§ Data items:
======

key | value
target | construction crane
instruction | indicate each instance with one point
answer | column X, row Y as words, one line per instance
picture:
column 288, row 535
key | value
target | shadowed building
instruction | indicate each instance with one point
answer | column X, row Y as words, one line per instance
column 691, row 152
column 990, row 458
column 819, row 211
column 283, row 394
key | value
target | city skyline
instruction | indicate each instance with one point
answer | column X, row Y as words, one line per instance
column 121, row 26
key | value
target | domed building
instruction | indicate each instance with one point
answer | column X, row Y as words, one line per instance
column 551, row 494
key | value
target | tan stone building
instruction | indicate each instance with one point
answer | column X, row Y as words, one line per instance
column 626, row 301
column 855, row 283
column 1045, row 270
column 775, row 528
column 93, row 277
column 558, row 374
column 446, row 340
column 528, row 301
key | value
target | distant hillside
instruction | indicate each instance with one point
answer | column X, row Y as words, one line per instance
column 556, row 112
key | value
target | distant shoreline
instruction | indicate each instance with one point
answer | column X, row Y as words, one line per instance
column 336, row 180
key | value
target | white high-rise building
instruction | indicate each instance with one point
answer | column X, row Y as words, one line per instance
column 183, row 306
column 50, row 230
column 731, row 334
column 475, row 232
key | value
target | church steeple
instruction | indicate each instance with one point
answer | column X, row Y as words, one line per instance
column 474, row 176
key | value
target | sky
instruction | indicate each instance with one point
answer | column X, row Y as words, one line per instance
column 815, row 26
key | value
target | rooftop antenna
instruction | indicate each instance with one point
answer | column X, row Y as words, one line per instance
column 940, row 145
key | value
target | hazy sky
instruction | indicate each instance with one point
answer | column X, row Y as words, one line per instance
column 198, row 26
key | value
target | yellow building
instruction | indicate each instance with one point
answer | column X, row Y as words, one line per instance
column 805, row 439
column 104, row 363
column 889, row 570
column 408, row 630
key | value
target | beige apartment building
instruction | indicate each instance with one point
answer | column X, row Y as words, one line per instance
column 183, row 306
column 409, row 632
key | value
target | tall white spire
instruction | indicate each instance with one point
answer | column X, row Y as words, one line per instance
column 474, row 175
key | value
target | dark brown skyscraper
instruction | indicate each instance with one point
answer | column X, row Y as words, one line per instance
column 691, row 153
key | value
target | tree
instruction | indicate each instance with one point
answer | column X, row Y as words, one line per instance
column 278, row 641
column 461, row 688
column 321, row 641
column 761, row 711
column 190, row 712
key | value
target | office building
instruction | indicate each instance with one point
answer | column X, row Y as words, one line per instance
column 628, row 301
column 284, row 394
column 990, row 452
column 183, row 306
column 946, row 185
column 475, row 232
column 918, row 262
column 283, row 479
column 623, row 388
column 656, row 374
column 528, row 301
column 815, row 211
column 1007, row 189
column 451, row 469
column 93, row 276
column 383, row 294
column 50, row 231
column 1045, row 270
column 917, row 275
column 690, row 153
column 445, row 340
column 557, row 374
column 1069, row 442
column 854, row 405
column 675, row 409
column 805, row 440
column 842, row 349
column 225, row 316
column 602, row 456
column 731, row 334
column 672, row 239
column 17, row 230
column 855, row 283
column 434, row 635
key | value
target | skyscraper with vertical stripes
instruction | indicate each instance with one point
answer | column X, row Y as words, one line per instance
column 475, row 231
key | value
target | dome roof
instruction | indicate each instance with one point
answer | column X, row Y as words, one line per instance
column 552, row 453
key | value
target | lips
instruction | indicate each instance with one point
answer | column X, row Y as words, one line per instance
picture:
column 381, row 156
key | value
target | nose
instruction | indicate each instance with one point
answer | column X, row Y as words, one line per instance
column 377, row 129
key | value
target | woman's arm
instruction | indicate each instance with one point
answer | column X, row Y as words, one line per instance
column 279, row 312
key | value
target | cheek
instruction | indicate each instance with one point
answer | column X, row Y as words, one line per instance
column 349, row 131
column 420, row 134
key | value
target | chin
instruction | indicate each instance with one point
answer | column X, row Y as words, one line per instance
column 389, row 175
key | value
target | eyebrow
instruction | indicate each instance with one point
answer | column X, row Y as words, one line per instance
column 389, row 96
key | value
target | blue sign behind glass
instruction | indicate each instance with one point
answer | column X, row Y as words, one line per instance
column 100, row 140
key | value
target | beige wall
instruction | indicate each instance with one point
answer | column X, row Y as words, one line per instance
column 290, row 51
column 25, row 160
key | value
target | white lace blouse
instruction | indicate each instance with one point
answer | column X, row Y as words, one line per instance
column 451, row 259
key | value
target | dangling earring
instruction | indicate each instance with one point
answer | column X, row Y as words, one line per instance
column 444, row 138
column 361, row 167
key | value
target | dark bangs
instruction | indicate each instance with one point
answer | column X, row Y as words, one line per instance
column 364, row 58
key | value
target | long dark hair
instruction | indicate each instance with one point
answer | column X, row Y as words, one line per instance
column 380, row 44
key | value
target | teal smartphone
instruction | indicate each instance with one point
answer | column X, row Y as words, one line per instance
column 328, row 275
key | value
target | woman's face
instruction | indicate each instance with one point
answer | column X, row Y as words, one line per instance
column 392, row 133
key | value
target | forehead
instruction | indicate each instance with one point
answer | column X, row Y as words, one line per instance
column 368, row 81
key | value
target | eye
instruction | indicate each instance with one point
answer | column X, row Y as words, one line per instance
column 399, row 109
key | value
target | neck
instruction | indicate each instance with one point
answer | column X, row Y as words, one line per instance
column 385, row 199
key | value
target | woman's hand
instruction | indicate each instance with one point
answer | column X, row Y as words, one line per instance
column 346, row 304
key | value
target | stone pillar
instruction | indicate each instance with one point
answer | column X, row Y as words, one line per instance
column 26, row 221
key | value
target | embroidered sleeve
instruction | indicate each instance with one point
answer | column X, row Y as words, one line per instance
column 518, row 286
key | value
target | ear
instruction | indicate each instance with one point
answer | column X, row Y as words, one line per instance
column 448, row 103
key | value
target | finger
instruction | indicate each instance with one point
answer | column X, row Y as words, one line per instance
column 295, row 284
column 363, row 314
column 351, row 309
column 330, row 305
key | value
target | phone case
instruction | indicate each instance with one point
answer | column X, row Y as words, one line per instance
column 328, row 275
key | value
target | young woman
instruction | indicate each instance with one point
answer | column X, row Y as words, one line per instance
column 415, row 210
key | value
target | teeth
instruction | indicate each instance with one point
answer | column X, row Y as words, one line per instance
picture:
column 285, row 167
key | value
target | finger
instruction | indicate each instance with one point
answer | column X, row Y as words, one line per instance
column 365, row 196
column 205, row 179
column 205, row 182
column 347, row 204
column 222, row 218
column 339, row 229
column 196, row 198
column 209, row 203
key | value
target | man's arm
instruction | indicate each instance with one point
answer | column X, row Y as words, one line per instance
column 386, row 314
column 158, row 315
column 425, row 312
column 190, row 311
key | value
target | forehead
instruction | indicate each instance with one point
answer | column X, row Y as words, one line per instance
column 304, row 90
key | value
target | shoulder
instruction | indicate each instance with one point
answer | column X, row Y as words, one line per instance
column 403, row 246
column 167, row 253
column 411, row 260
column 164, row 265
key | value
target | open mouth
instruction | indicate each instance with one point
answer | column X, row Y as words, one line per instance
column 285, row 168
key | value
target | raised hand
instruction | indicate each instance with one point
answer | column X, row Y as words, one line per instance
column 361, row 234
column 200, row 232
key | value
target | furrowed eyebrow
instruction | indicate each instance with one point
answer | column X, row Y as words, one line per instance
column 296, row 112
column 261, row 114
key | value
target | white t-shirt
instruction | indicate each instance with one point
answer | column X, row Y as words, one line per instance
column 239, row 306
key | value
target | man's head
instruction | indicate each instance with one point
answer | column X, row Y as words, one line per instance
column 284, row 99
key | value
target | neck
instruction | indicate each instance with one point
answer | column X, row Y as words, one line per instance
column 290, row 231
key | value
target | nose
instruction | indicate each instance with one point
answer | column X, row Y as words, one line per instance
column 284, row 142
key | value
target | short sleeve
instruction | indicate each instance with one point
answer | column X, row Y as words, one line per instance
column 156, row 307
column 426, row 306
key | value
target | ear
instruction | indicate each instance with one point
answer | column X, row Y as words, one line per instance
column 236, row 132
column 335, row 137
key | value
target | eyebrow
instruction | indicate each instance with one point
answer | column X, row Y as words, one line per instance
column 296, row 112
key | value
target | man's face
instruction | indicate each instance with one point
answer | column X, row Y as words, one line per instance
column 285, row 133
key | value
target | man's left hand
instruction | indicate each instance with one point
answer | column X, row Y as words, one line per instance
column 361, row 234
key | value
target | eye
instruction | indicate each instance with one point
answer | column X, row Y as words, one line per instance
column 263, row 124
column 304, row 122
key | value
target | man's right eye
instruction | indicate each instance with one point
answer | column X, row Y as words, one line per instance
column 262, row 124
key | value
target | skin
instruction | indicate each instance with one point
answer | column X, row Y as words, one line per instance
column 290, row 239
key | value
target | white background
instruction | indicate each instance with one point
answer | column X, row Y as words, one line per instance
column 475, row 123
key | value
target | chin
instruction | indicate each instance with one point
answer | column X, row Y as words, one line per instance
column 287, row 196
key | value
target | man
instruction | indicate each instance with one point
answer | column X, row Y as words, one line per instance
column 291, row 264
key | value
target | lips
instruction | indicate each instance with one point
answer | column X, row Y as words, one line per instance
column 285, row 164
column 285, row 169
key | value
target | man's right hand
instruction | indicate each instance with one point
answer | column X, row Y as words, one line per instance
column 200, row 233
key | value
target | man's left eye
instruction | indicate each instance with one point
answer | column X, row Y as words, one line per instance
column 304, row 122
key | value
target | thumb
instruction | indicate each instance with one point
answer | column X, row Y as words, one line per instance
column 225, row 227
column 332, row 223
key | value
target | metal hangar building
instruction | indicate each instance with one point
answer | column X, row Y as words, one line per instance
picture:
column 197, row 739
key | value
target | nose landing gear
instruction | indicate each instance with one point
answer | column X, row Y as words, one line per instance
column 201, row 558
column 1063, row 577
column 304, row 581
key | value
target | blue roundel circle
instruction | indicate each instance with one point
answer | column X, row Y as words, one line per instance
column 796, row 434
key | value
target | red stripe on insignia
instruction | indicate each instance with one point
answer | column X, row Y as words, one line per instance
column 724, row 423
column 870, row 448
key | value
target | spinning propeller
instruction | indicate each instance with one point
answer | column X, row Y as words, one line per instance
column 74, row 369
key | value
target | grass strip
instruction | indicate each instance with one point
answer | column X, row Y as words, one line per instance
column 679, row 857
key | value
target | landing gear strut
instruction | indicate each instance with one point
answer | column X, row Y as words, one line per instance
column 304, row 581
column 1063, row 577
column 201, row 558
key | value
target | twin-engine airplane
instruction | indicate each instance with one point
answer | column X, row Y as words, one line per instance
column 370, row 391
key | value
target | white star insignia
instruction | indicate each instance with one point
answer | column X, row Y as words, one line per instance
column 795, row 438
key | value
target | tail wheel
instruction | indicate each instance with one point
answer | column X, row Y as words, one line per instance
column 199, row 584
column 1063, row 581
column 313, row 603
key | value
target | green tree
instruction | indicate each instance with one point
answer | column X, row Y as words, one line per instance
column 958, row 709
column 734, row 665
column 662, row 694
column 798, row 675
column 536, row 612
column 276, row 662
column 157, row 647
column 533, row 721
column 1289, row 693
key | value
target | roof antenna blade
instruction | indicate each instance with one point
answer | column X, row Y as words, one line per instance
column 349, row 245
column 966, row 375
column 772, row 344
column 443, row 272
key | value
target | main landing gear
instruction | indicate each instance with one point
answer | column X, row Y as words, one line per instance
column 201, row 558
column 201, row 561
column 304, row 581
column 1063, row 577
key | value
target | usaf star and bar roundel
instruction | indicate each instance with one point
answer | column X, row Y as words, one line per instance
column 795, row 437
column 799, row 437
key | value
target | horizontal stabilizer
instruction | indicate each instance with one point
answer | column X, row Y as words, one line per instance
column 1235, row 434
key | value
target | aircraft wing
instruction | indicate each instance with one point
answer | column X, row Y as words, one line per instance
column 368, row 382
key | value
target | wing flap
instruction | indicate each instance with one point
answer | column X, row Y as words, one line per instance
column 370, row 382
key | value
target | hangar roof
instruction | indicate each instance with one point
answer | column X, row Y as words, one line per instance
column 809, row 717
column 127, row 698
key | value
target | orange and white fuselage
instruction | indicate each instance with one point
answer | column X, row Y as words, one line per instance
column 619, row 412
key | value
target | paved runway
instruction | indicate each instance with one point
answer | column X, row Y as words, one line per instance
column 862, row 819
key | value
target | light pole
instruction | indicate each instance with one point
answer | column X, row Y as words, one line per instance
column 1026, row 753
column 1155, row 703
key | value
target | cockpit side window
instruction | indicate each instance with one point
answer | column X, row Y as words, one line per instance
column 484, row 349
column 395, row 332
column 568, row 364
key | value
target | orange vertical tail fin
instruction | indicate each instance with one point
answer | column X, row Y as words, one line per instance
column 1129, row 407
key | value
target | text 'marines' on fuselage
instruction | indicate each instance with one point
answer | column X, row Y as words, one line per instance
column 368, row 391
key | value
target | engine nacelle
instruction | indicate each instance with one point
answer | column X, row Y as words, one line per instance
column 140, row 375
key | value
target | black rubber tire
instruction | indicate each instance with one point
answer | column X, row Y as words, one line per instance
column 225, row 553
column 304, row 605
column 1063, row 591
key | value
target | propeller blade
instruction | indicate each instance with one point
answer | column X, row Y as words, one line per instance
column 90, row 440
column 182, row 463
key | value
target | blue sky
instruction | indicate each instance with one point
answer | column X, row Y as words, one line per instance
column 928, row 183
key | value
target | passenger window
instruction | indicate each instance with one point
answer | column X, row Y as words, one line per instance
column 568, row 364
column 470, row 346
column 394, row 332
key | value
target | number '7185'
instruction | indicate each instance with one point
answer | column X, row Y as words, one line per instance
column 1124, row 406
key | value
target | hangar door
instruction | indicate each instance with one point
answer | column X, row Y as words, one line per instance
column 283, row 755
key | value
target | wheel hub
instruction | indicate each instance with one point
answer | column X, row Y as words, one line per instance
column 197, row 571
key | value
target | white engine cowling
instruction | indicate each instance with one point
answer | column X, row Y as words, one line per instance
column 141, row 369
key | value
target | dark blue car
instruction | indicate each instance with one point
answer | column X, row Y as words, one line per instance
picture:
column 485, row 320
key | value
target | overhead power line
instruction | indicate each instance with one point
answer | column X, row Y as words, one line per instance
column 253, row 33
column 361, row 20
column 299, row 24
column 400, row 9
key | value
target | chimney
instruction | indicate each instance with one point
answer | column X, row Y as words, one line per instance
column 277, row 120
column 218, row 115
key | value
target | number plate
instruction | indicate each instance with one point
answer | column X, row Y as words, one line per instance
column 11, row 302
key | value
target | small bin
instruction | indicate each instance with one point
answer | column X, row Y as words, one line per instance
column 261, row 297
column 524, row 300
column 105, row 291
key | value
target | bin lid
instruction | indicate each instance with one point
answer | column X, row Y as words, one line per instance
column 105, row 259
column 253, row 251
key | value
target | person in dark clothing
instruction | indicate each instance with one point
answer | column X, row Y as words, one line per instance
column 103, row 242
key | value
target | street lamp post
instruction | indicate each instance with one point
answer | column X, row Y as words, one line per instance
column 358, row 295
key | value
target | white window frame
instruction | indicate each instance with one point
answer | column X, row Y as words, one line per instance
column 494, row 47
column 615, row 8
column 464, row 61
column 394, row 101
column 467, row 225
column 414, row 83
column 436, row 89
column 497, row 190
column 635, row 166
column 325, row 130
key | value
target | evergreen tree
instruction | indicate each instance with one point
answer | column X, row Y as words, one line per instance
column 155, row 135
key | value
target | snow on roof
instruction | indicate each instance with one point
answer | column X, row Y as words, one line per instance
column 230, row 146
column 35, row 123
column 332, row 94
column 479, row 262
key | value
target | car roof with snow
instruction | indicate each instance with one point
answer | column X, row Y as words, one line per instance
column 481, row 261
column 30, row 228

======

Search the data above for the word "orange". Copy each line it is in.

§ Your solution:
target | orange and white fuselage
target | orange vertical tail fin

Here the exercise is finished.